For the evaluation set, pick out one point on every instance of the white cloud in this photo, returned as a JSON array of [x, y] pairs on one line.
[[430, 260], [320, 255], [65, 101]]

* * *

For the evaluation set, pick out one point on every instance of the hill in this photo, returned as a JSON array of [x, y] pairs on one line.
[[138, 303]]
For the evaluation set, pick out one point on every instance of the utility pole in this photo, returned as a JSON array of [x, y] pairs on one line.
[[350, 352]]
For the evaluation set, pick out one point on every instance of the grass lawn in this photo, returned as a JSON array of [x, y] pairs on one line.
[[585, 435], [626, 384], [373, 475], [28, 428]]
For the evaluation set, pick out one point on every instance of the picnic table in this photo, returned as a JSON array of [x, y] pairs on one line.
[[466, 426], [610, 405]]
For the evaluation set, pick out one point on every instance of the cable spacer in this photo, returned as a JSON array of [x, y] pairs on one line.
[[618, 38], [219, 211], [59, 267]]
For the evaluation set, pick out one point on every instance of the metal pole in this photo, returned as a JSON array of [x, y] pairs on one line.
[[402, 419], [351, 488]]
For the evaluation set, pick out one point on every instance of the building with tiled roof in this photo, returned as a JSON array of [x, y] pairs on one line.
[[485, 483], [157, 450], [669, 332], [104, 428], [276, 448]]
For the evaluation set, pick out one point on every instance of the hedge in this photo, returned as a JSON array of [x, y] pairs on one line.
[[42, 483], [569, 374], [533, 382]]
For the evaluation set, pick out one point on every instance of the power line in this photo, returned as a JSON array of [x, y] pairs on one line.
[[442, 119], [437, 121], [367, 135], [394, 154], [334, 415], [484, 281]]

* * *

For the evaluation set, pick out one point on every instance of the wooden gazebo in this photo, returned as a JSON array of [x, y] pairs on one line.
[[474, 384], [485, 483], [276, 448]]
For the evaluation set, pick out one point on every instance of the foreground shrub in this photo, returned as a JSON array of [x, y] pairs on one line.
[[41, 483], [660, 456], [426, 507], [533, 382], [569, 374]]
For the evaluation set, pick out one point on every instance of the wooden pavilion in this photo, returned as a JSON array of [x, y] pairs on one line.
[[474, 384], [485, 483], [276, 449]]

■ What is asked ■
Reproduce the part of the material that opens with the line containing "of the hill" and closes with the line containing "[[402, 419], [351, 488]]", switching each occurrence of "evaluation set" to "benchmark set" and leaving all else unchanged.

■ Task output ■
For the benchmark set, pick out one point on every instance of the hill in this photo, returned as a JSON array of [x, y] pairs on one line.
[[138, 303]]
For the benchmark set, pick out one point on every instance of the utility pole in this photo, returned as a JSON array of [x, y] pairs on one line.
[[350, 352]]
For the benchmark set, pick out one point on every instance of the grass lawn in this photo, returned as a JSON array of [x, y] pairs on one line.
[[585, 435], [626, 384], [373, 475], [28, 428]]
For the benchmark set, pick out one point on every instance of the picnic table in this photo, returned as a JSON array of [x, y] pairs on one line.
[[466, 426], [610, 405]]
For the benchmark set, pick out one point on every instance of the cable spacer in this photo, returned as a JSON array of [x, y] pairs on one line.
[[618, 38], [219, 211], [59, 267]]
For the benchmark set, pick out one point on every instance of the metal pole in this photo, returned as a JSON array of [x, y] pairs on one line.
[[402, 419], [351, 488]]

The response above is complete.